● **Lesetext**
Dabei wird schnell übersehen, dass die Phrase eigentlich gar nichts über die Wirklichkeit aussagt. Die Phrase ist hochabstrakt. Sie enthält keinerlei Information, wie sich der reale Datenschutz auf die Strafverfolgung auswirkt. Sie spricht nur von einer theoretischen Möglichkeit, dass Datenschutz der Strafverfolgung im Wege stehen könnte. Ob es das Problem in der Wirklichkeit gibt, kann man nur mutmaßen. Dank der Eingängigkeit der Phrase sind diese Mutmaßungen spontan und mehr gefühlte Wahrheiten als Herleitungen aus Fakten und Argumenten. In ihrer Knappheit ist die Phrase mehrdeutig. Es lassen sich unterschiedliche Problembeschreibungen mit ihr verbinden:

  1. Datenschutz ist immer Täterschutz. Datenschutz erschiene darum ganz grundsätzlich als Problem.
  2. Datenschutz ist nur in bestimmten Fällen "Täterschutz". Die Schlussfolgerung wäre, Datenschutz weiterhin zu betreiben, ihn aber in den problematischen Fällen zu korrigieren.

Die Phrase selbst lässt nicht erkennen, welcher Problembeschreibung die Überwachungsbefürworter folgen. Sie ist daher für viele Menschen mit unterschiedlichen Deutungen kompatibel und stiftet einen breiten Konsens.

● **Schriftliche Aufgabe a**
Formatiere die Zeilen der Datensätze als nummerierte Liste ohne Leerzeilen, beginnend mit der ersten Zeile der Datensätze und fortlaufend bis einschließlich der Zeile mit „M 518 13 L 523“.

● **Zu verwendende Datensätze**
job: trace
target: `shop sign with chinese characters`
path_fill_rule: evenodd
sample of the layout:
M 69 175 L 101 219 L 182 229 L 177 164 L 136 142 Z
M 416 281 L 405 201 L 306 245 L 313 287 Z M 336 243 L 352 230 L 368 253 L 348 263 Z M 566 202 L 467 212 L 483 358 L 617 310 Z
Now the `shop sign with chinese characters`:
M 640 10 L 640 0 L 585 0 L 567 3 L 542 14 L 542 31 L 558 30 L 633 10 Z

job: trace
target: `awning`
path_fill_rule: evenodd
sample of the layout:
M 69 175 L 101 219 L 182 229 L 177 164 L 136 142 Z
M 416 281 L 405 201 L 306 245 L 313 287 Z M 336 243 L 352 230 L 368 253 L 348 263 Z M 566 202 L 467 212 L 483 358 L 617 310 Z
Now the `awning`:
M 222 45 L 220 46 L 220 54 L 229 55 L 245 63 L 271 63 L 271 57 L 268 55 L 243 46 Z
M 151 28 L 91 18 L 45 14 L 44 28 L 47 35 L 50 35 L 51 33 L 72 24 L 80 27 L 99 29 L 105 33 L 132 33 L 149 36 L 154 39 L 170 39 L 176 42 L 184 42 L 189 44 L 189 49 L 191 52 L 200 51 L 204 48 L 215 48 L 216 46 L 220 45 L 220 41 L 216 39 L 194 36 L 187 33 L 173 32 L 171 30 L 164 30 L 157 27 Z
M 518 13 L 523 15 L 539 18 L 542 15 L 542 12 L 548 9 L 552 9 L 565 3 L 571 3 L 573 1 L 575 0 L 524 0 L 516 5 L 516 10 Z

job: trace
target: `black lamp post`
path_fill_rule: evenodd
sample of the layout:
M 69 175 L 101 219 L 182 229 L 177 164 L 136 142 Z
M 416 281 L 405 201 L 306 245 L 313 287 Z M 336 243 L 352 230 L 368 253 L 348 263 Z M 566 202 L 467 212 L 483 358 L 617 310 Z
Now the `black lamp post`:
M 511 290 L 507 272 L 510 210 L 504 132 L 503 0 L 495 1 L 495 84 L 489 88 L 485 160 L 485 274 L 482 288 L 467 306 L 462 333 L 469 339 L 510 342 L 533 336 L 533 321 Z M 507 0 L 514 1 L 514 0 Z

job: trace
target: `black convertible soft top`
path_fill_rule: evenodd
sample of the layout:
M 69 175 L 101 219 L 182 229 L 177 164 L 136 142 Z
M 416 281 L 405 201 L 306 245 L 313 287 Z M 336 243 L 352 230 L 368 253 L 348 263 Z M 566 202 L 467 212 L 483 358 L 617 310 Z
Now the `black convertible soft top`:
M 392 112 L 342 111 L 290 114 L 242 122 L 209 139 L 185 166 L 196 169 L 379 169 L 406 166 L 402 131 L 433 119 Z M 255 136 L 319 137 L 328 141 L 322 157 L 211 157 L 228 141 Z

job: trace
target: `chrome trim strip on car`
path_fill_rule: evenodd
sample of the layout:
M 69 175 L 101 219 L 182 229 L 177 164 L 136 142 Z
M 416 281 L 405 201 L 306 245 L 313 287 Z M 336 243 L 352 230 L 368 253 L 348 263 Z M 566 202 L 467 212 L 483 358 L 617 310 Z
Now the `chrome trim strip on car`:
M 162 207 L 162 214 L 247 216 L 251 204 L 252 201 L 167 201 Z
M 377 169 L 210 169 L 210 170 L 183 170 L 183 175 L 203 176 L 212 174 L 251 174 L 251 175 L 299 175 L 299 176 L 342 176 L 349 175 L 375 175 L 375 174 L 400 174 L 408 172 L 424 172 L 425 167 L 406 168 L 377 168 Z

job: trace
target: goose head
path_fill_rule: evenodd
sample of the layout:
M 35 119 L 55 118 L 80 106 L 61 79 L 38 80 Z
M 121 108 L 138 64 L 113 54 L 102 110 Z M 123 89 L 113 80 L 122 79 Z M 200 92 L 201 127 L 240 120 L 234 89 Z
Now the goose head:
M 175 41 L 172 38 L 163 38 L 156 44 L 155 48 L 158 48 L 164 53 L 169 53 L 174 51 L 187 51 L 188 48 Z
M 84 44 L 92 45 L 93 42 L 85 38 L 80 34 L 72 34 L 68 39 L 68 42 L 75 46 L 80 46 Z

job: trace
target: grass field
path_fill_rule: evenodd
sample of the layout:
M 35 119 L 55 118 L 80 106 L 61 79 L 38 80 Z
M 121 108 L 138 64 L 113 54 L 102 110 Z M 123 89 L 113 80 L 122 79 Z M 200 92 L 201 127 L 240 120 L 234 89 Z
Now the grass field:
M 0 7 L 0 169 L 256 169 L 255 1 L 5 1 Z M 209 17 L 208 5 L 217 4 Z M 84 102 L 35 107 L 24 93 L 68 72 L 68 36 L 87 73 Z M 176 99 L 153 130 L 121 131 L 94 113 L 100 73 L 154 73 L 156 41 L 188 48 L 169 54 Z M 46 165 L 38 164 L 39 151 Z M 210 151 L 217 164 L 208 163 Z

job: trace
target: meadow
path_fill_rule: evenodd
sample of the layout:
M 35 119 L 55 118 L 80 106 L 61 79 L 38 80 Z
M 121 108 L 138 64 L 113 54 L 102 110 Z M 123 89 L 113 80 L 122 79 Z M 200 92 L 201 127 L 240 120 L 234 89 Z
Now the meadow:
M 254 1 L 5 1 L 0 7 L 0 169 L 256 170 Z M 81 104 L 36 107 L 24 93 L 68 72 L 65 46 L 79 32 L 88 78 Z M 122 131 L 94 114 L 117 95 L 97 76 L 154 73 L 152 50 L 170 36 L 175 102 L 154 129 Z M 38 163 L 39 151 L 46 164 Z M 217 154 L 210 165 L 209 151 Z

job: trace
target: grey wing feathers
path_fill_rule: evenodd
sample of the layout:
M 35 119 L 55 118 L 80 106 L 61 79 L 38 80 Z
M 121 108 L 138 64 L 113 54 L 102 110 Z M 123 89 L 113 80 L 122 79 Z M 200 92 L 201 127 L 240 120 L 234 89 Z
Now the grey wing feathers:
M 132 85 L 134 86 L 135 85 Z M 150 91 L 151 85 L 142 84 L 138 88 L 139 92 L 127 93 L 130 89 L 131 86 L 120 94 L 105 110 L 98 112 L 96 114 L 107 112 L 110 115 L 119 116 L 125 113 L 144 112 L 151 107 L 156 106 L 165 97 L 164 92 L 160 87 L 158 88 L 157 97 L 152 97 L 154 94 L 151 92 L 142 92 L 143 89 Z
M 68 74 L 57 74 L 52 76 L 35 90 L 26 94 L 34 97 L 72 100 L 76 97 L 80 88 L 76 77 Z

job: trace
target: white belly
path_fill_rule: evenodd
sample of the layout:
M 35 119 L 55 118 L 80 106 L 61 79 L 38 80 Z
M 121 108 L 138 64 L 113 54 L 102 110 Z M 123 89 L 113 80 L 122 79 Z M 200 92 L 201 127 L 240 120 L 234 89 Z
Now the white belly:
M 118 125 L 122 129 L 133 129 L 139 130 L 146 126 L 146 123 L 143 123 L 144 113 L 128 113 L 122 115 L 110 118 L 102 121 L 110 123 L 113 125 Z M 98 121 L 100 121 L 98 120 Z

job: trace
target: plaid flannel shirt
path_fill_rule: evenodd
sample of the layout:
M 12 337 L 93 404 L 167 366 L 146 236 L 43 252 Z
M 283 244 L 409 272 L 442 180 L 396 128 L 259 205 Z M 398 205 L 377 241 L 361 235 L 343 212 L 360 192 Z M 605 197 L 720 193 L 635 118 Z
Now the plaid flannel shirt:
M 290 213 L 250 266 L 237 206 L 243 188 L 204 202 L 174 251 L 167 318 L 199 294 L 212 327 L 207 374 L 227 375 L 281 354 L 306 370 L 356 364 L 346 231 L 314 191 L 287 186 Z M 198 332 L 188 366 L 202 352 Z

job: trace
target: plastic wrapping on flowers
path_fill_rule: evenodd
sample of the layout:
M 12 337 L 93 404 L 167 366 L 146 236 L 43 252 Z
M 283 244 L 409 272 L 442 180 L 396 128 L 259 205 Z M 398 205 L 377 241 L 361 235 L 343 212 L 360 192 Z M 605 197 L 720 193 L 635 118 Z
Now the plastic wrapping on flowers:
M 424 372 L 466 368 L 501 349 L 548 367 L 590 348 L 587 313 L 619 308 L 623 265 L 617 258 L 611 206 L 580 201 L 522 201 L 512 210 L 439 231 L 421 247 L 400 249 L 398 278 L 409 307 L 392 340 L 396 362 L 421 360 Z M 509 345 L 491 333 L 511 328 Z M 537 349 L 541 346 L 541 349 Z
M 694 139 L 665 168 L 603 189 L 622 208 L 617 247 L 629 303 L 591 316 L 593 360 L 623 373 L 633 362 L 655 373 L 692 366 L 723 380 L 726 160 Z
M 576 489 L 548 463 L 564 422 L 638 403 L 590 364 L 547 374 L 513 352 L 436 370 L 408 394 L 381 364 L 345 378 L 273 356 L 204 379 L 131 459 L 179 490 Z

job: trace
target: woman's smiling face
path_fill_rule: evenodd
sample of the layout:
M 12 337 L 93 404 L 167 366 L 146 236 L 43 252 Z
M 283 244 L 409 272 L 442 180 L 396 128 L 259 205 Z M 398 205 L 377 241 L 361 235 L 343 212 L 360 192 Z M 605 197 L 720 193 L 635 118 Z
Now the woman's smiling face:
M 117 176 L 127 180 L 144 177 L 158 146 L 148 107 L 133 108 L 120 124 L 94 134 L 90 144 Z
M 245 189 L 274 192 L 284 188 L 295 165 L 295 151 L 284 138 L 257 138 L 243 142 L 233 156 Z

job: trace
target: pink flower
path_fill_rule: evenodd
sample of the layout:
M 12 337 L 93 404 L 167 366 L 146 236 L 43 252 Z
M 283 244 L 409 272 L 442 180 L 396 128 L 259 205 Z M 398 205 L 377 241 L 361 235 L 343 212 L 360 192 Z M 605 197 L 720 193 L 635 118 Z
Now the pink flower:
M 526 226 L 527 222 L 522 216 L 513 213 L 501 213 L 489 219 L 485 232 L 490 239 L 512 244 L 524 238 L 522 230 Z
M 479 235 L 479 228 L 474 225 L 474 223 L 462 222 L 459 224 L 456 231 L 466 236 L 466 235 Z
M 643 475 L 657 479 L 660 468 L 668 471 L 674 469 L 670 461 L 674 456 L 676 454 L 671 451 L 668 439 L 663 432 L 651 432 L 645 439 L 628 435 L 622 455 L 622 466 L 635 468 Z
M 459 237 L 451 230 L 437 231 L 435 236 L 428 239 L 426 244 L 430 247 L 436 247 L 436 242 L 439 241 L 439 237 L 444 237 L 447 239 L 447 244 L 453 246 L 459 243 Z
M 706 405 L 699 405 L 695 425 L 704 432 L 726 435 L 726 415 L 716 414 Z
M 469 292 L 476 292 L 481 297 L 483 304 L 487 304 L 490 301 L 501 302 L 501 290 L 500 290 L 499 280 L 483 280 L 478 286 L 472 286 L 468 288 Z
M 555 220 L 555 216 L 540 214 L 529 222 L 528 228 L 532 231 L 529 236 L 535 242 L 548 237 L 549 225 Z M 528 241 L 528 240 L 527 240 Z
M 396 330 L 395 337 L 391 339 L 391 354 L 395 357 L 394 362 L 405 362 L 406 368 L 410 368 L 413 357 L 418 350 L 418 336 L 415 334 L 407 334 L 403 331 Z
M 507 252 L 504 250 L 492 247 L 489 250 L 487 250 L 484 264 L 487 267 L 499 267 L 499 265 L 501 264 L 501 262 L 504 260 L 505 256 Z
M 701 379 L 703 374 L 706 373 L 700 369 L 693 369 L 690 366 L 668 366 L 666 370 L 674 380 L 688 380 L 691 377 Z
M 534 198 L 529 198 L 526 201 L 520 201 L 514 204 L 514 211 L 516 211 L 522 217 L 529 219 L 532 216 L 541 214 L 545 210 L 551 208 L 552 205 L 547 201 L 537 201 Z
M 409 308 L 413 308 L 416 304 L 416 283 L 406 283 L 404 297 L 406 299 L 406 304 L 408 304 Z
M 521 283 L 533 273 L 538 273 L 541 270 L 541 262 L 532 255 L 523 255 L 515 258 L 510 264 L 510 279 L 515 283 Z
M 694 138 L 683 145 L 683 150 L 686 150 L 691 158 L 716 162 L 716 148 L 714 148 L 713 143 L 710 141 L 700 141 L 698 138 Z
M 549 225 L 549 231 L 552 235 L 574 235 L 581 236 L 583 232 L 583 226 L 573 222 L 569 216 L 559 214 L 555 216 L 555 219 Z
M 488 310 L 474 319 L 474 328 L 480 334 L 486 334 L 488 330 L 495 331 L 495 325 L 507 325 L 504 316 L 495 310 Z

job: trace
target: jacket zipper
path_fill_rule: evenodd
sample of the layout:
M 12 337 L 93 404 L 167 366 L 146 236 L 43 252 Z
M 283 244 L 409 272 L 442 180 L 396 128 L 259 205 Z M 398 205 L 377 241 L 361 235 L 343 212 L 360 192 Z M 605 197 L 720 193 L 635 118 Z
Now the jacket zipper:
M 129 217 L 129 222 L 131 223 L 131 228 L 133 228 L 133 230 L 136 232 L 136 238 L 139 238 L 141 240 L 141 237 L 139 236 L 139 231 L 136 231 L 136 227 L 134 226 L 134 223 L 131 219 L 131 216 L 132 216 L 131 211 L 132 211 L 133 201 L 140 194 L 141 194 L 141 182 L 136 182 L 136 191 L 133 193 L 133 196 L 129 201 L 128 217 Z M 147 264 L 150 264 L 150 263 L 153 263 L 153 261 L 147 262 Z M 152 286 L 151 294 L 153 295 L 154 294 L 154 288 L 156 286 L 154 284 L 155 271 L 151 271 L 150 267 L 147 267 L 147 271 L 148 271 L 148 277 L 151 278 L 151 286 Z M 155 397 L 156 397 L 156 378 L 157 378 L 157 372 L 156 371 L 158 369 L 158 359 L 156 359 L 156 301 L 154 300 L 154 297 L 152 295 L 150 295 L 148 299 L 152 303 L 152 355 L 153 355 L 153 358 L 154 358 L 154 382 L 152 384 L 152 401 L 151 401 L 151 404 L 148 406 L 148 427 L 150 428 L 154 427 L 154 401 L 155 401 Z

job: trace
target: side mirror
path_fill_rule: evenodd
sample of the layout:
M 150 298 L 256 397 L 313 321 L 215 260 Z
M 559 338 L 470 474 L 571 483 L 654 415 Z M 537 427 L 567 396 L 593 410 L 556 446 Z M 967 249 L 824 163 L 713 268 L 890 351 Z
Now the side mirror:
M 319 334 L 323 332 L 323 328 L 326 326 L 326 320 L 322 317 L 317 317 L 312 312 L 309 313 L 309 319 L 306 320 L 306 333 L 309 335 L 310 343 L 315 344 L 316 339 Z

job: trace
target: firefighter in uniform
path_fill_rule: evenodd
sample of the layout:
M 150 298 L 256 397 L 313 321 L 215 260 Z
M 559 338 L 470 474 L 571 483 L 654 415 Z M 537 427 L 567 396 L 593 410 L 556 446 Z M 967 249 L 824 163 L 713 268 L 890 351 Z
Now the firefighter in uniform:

● **Schriftliche Aufgabe b**
Erkläre anhand des Lesetexts über Datenschutz und Strafverfolgung, warum die Phrase einen breiten Konsens stiftet.

● **Vollständige Antwort a**
1. job: trace
2. target: `shop sign with chinese characters`
3. path_fill_rule: evenodd
4. sample of the layout:
5. M 69 175 L 101 219 L 182 229 L 177 164 L 136 142 Z
6. M 416 281 L 405 201 L 306 245 L 313 287 Z M 336 243 L 352 230 L 368 253 L 348 263 Z M 566 202 L 467 212 L 483 358 L 617 310 Z
7. Now the `shop sign with chinese characters`:
8. M 640 10 L 640 0 L 585 0 L 567 3 L 542 14 L 542 31 L 558 30 L 633 10 Z
9. job: trace
10. target: `awning`
11. path_fill_rule: evenodd
12. sample of the layout:
13. M 69 175 L 101 219 L 182 229 L 177 164 L 136 142 Z
14. M 416 281 L 405 201 L 306 245 L 313 287 Z M 336 243 L 352 230 L 368 253 L 348 263 Z M 566 202 L 467 212 L 483 358 L 617 310 Z
15. Now the `awning`:
16. M 222 45 L 220 46 L 220 54 L 229 55 L 245 63 L 271 63 L 271 57 L 268 55 L 243 46 Z
17. M 151 28 L 91 18 L 45 14 L 44 28 L 47 35 L 50 35 L 51 33 L 72 24 L 80 27 L 99 29 L 105 33 L 132 33 L 149 36 L 154 39 L 170 39 L 176 42 L 184 42 L 189 44 L 189 49 L 191 52 L 200 51 L 204 48 L 215 48 L 216 46 L 220 45 L 220 41 L 216 39 L 194 36 L 187 33 L 173 32 L 171 30 L 164 30 L 157 27 Z
18. M 518 13 L 523 15 L 539 18 L 542 15 L 542 12 L 548 9 L 552 9 L 565 3 L 571 3 L 573 1 L 575 0 L 524 0 L 516 5 L 516 10 Z

● **Vollständige Antwort b**
Die Phrase lässt nicht erkennen, welcher Problembeschreibung die Überwachungsbefürworter folgen: Datenschutz könnte immer oder nur in bestimmten Fällen „Täterschutz“ sein. Deshalb ist sie für viele Menschen mit unterschiedlichen Deutungen kompatibel und stiftet so einen breiten Konsens.